# Material provided

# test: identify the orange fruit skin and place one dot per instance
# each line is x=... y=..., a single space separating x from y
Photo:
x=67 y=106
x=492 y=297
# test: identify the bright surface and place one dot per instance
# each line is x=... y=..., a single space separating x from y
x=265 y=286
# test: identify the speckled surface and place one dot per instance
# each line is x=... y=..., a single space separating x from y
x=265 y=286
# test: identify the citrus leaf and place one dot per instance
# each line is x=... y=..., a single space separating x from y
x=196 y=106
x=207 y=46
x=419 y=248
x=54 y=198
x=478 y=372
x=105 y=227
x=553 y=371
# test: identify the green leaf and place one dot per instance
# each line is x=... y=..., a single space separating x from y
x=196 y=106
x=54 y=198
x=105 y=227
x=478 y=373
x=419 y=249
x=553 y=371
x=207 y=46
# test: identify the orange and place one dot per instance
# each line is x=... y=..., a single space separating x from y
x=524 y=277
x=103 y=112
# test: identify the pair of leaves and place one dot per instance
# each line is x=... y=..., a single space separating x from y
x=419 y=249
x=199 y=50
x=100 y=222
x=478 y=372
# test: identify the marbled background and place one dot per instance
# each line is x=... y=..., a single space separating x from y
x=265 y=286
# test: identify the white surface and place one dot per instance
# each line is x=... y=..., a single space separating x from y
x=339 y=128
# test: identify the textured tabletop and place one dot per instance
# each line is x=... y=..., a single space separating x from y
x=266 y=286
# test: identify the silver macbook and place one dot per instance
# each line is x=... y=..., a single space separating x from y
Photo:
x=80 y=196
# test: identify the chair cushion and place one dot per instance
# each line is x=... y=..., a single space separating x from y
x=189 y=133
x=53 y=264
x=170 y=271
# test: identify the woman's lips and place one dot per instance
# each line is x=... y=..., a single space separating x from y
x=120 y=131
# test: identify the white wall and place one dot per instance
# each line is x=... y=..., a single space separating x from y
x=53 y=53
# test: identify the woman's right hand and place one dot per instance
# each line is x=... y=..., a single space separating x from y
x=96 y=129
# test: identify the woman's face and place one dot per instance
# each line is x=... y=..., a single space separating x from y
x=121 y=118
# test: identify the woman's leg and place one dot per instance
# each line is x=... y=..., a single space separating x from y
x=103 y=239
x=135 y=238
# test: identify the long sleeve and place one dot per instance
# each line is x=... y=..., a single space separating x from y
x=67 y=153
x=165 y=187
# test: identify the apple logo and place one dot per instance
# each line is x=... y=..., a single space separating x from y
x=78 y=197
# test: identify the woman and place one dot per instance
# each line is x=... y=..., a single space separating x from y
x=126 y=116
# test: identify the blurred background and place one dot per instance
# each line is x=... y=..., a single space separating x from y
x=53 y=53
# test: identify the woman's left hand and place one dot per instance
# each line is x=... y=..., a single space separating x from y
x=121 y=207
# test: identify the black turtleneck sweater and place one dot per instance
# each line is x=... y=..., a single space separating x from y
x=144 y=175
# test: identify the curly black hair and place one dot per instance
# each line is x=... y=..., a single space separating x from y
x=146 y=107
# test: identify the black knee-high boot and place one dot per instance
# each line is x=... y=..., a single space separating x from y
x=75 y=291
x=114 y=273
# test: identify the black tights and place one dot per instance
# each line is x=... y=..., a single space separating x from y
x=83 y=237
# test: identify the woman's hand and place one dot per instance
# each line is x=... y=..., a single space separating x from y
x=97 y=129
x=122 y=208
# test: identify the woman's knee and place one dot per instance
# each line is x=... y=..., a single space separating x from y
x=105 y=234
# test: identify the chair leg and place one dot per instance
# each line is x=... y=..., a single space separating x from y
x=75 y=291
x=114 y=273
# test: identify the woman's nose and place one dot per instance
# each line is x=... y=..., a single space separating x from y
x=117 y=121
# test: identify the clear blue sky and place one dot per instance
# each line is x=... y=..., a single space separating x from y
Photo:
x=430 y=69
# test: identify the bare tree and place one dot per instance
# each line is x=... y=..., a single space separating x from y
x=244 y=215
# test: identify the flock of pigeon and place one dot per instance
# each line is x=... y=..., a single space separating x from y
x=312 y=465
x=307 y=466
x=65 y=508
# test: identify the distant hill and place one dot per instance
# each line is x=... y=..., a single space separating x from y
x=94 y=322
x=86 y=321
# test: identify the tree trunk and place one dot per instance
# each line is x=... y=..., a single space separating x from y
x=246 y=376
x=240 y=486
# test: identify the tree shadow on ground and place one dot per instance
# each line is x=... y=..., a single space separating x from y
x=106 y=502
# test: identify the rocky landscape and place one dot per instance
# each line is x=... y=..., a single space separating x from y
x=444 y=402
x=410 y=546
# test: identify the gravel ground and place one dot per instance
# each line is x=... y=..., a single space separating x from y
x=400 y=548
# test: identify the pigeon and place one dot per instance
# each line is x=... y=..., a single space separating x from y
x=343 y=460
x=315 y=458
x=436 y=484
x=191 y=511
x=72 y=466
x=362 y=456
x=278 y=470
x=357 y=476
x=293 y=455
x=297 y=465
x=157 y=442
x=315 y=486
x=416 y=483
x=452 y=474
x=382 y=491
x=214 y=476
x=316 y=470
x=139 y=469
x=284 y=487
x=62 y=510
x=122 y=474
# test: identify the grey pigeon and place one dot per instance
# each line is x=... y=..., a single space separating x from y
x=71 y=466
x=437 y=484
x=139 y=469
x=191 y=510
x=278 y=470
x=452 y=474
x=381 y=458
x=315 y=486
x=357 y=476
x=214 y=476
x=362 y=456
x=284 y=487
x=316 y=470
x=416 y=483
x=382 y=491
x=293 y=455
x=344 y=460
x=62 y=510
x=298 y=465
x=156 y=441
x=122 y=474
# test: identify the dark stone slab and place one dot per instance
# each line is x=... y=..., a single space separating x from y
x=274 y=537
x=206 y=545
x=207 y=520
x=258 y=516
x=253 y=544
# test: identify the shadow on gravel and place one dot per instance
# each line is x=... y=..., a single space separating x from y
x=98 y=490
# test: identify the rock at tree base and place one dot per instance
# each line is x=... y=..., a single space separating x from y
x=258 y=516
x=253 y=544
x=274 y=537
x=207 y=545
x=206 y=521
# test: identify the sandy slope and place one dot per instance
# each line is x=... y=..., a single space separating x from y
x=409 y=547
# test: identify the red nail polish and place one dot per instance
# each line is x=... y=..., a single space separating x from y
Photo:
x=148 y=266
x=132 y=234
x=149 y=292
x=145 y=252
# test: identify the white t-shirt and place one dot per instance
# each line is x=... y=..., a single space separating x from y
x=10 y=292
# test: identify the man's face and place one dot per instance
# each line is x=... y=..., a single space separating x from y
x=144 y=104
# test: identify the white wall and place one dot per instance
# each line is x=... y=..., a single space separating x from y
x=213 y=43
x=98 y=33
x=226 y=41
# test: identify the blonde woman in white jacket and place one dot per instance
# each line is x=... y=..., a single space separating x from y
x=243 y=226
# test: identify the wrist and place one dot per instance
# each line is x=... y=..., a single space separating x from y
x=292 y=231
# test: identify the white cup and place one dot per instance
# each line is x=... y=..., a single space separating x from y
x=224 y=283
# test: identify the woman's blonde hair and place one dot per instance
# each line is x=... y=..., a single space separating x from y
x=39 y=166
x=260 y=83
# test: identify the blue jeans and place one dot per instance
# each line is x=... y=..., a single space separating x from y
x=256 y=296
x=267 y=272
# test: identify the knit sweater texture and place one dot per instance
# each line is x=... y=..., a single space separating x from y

# What the task asks
Output all of the data above verbatim, reproducing every line in its original order without any alteration.

# Response for this exercise
# test: identify the orange fruit skin and place one dot per instance
# each line is x=... y=..., a single space separating x from y
Photo:
x=67 y=106
x=492 y=297
# test: identify the bright surface and place one dot per instance
# each line is x=... y=..., a single space separating x from y
x=265 y=286
# test: identify the speckled surface and place one dot per instance
# each line is x=... y=..., a single space separating x from y
x=265 y=286
# test: identify the citrus leaf and place one dot per instance
# each line is x=... y=..., a single space separating x from y
x=196 y=106
x=207 y=46
x=419 y=248
x=54 y=198
x=478 y=372
x=105 y=227
x=553 y=371
# test: identify the green leaf and place one dot per instance
# each line is x=... y=..., a single space separating x from y
x=196 y=106
x=54 y=198
x=105 y=227
x=478 y=373
x=419 y=249
x=553 y=371
x=207 y=46
# test: identify the orange and place one dot per instance
# each line is x=... y=..., a single space separating x from y
x=524 y=277
x=103 y=112
# test: identify the pair of leaves and place one dot per instance
# each line is x=... y=..., a single space separating x from y
x=419 y=249
x=199 y=50
x=100 y=222
x=478 y=372
# test: identify the marbled background and place one dot per instance
# each line is x=... y=..., a single space separating x from y
x=265 y=286
# test: identify the white surface and place one dot per instance
# each line is x=... y=..., a single space separating x from y
x=339 y=128
# test: identify the textured tabletop and place one dot per instance
# each line is x=... y=..., a single space separating x from y
x=266 y=286
# test: identify the silver macbook and place one dot per instance
# each line is x=... y=..., a single space separating x from y
Photo:
x=80 y=196
# test: identify the chair cushion and place one dot per instance
# each line is x=... y=..., a single space separating x from y
x=189 y=133
x=53 y=264
x=170 y=271
# test: identify the woman's lips and place one dot per instance
# each line is x=... y=..., a single space separating x from y
x=120 y=131
# test: identify the white wall and place one dot per instance
# each line is x=... y=..., a single space separating x from y
x=53 y=53
# test: identify the woman's right hand and place one dot per instance
# each line is x=... y=..., a single space separating x from y
x=96 y=129
# test: identify the woman's face and place one dot per instance
# each line is x=... y=..., a single space separating x from y
x=121 y=118
# test: identify the woman's leg and place one dot per instance
# each line is x=... y=..., a single space separating x from y
x=103 y=239
x=135 y=238
# test: identify the long sleeve and place one dot per instance
# each line is x=... y=..., a single space separating x from y
x=67 y=153
x=165 y=187
# test: identify the apple logo and place one dot per instance
# each line is x=... y=..., a single space separating x from y
x=78 y=197
# test: identify the woman and place one dot per instance
# each line is x=... y=..., a single space separating x from y
x=126 y=116
# test: identify the blurred background and place one dot per instance
# each line is x=... y=..., a single space separating x from y
x=53 y=53
# test: identify the woman's left hand and place one dot per instance
# each line is x=... y=..., a single space separating x from y
x=121 y=207
# test: identify the black turtleneck sweater and place one dot per instance
# each line is x=... y=..., a single space separating x from y
x=144 y=175
# test: identify the curly black hair and place one dot per instance
# each line is x=... y=..., a single space separating x from y
x=146 y=107
# test: identify the black knee-high boot and place one dot per instance
# each line is x=... y=..., a single space separating x from y
x=75 y=291
x=114 y=273
# test: identify the black tights and place one dot per instance
# each line is x=... y=..., a single space separating x from y
x=83 y=237
# test: identify the woman's hand and place one dot per instance
# each line is x=... y=..., a single space separating x from y
x=97 y=129
x=122 y=208
# test: identify the woman's knee and place one dot per instance
# each line is x=... y=..., a single space separating x from y
x=105 y=234
# test: identify the chair leg and place one dot per instance
# each line is x=... y=..., a single space separating x from y
x=75 y=291
x=114 y=273
# test: identify the woman's nose and place one dot per instance
# each line is x=... y=..., a single space separating x from y
x=117 y=121
# test: identify the clear blue sky and place one dot per instance
# each line is x=... y=..., a single space separating x from y
Photo:
x=430 y=69
# test: identify the bare tree and place one dot per instance
# each line is x=... y=..., a single space separating x from y
x=244 y=215
# test: identify the flock of pigeon and place one dot per instance
# each line is x=... y=..., a single space separating x from y
x=312 y=465
x=307 y=466
x=65 y=508
# test: identify the distant hill and place one dot per instance
# each line is x=... y=..., a single space separating x from y
x=94 y=322
x=86 y=321
# test: identify the tree trunk and place one dot per instance
# each line is x=... y=..., a single space separating x from y
x=246 y=376
x=240 y=486
# test: identify the tree shadow on ground and place one dot per instance
# each line is x=... y=..., a single space separating x from y
x=106 y=502
# test: identify the rocky landscape and place one dot per instance
# each line is x=... y=..., a single space separating x from y
x=444 y=402
x=410 y=546
# test: identify the gravel ground and place one dot per instance
# each line is x=... y=..., a single space separating x from y
x=400 y=548
# test: identify the pigeon and place one dot per instance
# each line is x=... y=..., a single space separating x from y
x=343 y=460
x=315 y=458
x=436 y=484
x=191 y=511
x=72 y=466
x=362 y=456
x=278 y=470
x=357 y=476
x=293 y=455
x=297 y=465
x=157 y=442
x=315 y=486
x=416 y=483
x=452 y=474
x=382 y=491
x=214 y=476
x=316 y=470
x=139 y=469
x=284 y=487
x=62 y=510
x=122 y=474
# test: identify the grey pigeon and place one dot per instance
# each line is x=... y=..., a single space separating x from y
x=71 y=466
x=437 y=484
x=139 y=469
x=191 y=510
x=278 y=470
x=452 y=474
x=381 y=458
x=315 y=486
x=357 y=476
x=214 y=476
x=362 y=456
x=284 y=487
x=316 y=470
x=416 y=483
x=382 y=491
x=293 y=455
x=344 y=460
x=62 y=510
x=298 y=465
x=156 y=441
x=122 y=474
# test: identify the dark stone slab and place one dot per instance
# each line is x=... y=..., a single space separating x from y
x=274 y=537
x=206 y=545
x=207 y=520
x=258 y=516
x=253 y=544
# test: identify the shadow on gravel and place one dot per instance
# each line is x=... y=..., a single space separating x from y
x=98 y=490
# test: identify the rock at tree base and place one dot per instance
# each line is x=... y=..., a single space separating x from y
x=258 y=516
x=253 y=544
x=274 y=537
x=207 y=545
x=206 y=521
# test: identify the sandy slope and place one dot per instance
# each line is x=... y=..., a single space separating x from y
x=409 y=547
# test: identify the red nail polish and place one dot per instance
# each line is x=... y=..., a single space separating x from y
Photo:
x=148 y=266
x=132 y=234
x=149 y=292
x=145 y=252
# test: identify the white t-shirt and place one dot per instance
# each line is x=... y=..., a single space separating x from y
x=10 y=292
# test: identify the man's face and place one dot per instance
# each line is x=... y=..., a single space separating x from y
x=144 y=104
# test: identify the white wall and place one dot per instance
# each line is x=... y=..., a single space separating x from y
x=213 y=43
x=98 y=33
x=226 y=41
# test: identify the blonde woman in white jacket and place one dot per instance
# each line is x=... y=..., a single space separating x from y
x=243 y=226
# test: identify the wrist and place one dot per instance
# each line is x=... y=..., a single space separating x from y
x=292 y=231
# test: identify the white cup and place one dot per instance
# each line is x=... y=..., a single space separating x from y
x=224 y=283
# test: identify the woman's blonde hair and place one dot per instance
# each line is x=... y=..., a single space separating x from y
x=39 y=166
x=260 y=83
# test: identify the blue jeans and place one dot per instance
# each line is x=... y=..., a single space separating x from y
x=256 y=296
x=267 y=272
# test: identify the knit sweater texture and place one dot per instance
# each line is x=... y=..., a single space separating x from y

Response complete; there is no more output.